--- Required actions ---
1 > Please set down part of the article on online banking fraud word for word. Begin at "A study by security" and stop after "them from happening.".
2 > Resume the article on online banking fraud, picking up right after its final sentence.

--- Text passage ---
####################

A shockingly high number of online banking customers may be at risk of having their details stolen due to the provider failing to ensure connections remain secure, according to new figures.
A study by security firm Kaspersky Lab found that a third (33 percent) of financial services providers don’t offer customers a secure channel for all their online payments.
This is in spite of the fact that 62 percent of banks and other organisations have noticed a significant rise in the number of customers making financial transactions online, and 50 percent believe online financial fraud is increasing.
Perhaps unsurprisingly, just under half of the institutions surveyed (48 percent) admit that that they are only mitigating risk rather than removing it altogether; and 29 percent say it is cheaper to deal with online financial fraud incidents as they arise rather than to try to prevent them from happening.
“The study shows that banks and payment organisations are finding it difficult to manage online financial fraud in today’s connected, omni-channel consumer landscape,” said Kirill Slavin, general manager UK and Ireland, Kaspersky Lab.
“38 percent of the organisations we spoke to admit that it is increasingly difficult to tell whether a transaction is fraudulent or genuine, with a worrying one in three opting for a ‘we’ll deal with it as it happens’ approach to fraud protection. If you consider that our own research uncovered 22.9 million financial malware attacks in 2014, targeting 2.7 million customers worldwide, it is clear that dealing with each incident individually is not a viable, long-term option.”

####################

--- Dataset excerpts ---
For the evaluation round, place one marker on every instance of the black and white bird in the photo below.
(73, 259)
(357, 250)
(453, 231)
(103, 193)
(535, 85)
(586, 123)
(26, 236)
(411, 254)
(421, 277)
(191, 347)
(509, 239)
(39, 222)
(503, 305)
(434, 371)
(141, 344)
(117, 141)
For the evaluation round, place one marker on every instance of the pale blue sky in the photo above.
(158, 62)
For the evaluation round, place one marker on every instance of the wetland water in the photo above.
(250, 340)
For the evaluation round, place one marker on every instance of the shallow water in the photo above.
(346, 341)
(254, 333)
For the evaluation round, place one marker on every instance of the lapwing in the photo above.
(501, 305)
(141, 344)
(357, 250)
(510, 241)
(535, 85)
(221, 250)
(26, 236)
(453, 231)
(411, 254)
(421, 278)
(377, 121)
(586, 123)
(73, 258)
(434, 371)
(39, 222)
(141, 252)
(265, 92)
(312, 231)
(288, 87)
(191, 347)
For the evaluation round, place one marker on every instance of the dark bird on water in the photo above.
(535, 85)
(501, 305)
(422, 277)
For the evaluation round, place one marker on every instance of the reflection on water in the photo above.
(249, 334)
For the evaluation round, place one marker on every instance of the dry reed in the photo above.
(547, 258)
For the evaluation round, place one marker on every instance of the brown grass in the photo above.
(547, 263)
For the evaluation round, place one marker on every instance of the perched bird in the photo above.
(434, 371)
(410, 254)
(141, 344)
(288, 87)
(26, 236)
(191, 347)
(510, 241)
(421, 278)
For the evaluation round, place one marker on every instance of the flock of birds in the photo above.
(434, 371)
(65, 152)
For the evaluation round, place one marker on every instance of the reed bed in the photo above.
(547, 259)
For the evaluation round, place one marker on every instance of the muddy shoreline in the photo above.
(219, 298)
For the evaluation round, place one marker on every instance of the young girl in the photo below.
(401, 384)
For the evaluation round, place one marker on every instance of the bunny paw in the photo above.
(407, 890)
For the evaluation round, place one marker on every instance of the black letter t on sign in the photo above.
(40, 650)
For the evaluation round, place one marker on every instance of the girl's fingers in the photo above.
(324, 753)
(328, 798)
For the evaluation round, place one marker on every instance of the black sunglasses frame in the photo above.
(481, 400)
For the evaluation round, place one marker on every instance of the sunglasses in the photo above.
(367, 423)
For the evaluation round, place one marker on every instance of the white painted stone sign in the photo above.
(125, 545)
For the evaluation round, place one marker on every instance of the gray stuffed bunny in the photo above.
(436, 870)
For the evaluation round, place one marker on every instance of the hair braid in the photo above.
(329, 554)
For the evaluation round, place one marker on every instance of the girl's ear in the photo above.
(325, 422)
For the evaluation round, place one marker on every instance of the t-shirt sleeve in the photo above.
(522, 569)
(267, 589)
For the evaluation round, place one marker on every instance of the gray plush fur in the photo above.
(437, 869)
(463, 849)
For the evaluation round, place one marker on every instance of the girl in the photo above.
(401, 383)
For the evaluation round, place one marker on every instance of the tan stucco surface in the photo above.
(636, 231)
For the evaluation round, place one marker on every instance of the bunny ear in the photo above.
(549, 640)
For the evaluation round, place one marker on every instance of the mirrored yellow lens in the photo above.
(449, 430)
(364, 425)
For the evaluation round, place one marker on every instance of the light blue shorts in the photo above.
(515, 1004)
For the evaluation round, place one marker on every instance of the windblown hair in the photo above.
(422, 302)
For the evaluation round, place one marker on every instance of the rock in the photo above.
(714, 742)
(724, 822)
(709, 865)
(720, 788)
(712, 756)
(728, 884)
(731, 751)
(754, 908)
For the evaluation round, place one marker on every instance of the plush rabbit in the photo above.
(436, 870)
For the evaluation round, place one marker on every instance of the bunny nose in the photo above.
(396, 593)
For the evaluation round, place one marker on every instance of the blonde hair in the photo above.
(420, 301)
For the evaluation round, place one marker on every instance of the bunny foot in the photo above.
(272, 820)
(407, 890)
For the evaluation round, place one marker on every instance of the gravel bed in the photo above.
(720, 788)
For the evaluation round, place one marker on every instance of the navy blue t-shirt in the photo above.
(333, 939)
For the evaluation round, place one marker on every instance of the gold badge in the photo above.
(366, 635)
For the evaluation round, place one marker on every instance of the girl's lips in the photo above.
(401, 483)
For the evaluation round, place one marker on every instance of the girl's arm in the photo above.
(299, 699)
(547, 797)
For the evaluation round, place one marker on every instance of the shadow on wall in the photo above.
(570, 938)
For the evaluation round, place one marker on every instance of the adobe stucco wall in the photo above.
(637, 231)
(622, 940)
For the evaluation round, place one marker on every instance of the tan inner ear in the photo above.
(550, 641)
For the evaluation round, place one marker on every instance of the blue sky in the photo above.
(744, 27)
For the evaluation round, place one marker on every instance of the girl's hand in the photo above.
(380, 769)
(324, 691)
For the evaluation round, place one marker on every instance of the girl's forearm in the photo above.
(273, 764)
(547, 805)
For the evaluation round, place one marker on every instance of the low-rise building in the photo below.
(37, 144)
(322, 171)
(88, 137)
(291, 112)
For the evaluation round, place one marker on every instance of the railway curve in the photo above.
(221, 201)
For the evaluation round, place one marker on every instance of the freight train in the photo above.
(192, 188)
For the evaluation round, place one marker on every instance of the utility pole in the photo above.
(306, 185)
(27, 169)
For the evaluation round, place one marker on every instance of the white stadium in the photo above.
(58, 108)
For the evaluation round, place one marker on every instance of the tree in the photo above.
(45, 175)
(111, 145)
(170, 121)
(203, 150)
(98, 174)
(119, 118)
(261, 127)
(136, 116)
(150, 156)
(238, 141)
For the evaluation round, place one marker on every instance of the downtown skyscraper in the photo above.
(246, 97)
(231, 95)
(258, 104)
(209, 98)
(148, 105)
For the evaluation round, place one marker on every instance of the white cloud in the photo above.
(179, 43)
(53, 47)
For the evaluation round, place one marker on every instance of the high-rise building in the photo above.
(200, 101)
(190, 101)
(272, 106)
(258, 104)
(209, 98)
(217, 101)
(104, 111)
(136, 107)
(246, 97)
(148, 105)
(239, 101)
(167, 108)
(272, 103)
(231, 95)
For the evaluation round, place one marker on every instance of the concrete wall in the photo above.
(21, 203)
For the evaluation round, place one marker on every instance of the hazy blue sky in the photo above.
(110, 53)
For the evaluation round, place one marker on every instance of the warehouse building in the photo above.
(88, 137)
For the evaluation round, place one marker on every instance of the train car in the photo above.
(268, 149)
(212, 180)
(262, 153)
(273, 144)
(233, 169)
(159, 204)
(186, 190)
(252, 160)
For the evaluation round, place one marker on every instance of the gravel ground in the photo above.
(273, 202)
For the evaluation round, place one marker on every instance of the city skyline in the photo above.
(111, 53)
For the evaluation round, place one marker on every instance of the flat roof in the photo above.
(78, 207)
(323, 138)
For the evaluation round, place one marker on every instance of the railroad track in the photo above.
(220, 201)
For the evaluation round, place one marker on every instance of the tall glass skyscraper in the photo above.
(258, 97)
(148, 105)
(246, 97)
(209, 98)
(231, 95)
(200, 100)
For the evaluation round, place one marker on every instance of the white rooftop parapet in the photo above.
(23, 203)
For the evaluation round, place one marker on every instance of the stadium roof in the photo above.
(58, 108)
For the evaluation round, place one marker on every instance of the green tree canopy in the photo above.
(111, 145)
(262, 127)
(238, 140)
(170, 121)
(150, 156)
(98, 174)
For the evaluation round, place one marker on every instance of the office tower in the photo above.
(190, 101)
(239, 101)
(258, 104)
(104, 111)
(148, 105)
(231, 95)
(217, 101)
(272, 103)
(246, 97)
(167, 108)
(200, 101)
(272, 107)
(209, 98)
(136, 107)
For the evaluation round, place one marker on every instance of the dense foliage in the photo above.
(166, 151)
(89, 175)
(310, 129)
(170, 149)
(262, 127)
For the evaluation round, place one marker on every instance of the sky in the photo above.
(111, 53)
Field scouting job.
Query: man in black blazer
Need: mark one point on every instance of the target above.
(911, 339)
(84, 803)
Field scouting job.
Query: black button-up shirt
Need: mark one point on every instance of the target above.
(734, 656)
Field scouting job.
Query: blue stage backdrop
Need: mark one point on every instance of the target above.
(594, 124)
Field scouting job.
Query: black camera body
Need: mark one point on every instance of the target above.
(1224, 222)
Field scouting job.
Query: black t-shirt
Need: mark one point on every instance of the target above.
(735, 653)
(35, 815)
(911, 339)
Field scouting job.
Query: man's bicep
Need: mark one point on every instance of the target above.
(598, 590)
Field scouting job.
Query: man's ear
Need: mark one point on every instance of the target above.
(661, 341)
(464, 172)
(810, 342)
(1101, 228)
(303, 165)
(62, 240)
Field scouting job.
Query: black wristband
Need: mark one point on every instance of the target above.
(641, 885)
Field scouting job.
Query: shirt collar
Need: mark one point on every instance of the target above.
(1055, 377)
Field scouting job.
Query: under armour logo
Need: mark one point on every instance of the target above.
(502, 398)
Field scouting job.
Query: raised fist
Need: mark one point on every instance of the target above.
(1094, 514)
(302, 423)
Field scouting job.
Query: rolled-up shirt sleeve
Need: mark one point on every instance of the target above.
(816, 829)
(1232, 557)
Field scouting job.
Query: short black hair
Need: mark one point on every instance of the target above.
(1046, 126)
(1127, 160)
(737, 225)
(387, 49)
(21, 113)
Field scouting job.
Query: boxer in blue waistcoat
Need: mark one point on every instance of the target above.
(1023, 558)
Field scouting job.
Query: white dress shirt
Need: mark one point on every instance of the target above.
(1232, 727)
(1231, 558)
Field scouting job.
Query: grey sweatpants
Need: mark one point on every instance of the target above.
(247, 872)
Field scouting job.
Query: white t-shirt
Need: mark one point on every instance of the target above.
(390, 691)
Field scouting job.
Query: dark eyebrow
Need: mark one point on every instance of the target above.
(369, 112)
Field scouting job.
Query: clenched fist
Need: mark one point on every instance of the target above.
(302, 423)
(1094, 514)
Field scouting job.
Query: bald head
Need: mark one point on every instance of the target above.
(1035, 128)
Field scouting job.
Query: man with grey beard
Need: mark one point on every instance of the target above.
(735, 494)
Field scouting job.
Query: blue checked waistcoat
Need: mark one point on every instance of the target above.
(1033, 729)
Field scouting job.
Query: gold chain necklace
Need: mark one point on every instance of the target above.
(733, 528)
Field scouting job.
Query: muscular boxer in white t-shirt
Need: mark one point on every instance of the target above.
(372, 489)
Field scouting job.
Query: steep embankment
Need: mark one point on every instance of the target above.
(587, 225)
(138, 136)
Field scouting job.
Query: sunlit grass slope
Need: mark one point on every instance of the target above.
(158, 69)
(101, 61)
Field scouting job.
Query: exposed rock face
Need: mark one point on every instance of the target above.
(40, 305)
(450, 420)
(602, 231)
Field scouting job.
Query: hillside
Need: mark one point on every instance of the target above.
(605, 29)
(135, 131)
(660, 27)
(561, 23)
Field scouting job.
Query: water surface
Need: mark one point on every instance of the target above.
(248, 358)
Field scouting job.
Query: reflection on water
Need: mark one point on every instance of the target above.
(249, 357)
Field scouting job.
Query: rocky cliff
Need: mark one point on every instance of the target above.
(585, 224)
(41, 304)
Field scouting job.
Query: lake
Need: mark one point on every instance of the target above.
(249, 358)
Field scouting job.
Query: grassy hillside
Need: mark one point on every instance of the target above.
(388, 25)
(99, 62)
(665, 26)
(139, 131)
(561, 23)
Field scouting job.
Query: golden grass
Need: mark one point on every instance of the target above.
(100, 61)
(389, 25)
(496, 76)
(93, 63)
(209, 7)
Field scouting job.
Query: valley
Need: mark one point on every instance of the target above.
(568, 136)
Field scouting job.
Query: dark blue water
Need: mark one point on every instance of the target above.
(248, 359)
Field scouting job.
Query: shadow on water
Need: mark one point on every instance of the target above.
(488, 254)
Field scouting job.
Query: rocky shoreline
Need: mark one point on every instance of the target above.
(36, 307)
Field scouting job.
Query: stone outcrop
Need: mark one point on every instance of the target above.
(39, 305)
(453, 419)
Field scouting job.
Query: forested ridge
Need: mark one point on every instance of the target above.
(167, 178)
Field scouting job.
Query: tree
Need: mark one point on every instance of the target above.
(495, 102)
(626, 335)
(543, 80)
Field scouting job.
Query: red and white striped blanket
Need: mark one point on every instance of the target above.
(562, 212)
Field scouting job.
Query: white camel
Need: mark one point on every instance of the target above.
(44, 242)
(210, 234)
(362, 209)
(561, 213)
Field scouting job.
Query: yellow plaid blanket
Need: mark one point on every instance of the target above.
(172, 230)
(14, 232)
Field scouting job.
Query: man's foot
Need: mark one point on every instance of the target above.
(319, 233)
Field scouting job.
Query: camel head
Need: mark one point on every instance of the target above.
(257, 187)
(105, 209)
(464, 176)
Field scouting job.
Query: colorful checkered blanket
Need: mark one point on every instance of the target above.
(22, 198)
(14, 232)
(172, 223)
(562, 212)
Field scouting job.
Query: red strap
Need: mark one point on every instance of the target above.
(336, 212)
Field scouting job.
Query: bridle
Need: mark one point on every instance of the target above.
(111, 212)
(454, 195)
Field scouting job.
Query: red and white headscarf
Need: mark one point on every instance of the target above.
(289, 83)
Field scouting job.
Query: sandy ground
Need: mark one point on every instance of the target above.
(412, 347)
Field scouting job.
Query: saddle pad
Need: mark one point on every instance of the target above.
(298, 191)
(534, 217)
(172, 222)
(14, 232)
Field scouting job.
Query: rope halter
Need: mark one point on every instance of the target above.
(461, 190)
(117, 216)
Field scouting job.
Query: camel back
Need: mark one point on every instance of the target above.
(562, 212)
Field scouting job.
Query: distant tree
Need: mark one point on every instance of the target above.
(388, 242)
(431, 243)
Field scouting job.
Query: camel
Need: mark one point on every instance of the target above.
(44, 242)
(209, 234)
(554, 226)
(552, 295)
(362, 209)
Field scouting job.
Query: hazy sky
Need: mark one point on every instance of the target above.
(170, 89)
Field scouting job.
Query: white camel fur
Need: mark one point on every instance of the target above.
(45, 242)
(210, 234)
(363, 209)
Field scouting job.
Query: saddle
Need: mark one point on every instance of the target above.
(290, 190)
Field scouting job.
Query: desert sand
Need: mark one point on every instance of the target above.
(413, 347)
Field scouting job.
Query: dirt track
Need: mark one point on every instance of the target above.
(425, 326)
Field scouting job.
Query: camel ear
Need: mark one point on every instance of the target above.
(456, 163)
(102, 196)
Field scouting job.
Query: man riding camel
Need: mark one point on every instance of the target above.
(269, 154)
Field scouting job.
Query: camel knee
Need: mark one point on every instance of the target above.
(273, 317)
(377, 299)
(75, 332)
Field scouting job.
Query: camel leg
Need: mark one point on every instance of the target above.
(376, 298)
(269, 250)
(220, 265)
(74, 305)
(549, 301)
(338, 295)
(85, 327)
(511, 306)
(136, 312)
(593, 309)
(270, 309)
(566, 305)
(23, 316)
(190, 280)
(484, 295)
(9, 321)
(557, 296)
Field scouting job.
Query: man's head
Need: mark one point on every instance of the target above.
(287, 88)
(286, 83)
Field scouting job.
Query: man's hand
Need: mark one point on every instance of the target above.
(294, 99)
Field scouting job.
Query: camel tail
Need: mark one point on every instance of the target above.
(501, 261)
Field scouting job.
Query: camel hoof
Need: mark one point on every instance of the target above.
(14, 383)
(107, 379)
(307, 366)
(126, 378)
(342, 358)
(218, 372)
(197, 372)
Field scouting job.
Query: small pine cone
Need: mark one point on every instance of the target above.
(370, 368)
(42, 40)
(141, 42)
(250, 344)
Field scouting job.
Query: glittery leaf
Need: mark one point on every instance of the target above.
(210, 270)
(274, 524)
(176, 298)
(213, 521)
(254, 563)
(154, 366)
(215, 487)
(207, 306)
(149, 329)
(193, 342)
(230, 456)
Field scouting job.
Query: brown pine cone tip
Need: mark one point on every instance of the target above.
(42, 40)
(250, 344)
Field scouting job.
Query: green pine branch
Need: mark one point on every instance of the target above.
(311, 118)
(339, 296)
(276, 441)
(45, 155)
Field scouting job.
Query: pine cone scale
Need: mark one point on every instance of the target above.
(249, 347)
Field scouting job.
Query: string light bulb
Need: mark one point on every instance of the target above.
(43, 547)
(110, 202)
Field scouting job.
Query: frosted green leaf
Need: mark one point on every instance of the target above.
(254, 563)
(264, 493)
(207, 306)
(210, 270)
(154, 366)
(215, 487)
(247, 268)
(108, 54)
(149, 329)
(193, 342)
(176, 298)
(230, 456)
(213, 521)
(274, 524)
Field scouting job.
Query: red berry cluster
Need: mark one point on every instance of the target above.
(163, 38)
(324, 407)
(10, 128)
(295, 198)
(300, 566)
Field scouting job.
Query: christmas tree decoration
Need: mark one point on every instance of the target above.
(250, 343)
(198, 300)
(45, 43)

####################

--- Exercise answers ---
1 >
A study by security firm Kaspersky Lab found that a third (33 percent) of financial services providers don’t offer customers a secure channel for all their online payments.
This is in spite of the fact that 62 percent of banks and other organisations have noticed a significant rise in the number of customers making financial transactions online, and 50 percent believe online financial fraud is increasing.
Perhaps unsurprisingly, just under half of the institutions surveyed (48 percent) admit that that they are only mitigating risk rather than removing it altogether; and 29 percent say it is cheaper to deal with online financial fraud incidents as they arise rather than to try to prevent them from happening.

2 >
“Customers deserve better and so do the financial services.”
A recent study by Telstra found that security is now the top priority for most younger UK consumers when choosing a bank, and many would even consider providing a DNA sample in order to improve the security of remote banking access.
More than half of UK consumers cited the security of their finances and personal information as their top priority when selecting a financial institution, along with the organisation’s reputation for security, beating out previously top factors such as interest rates and ease of accessing funds.
The trend has been accompanied by a rise in fraud targeting online banking services, with European infections of the Dyre banking malware surging in the first quarter of this year, being used along with sophisticated social-engineering techniques to net criminals more than $1 billion (£674m) to date, according to IBM figures from this spring.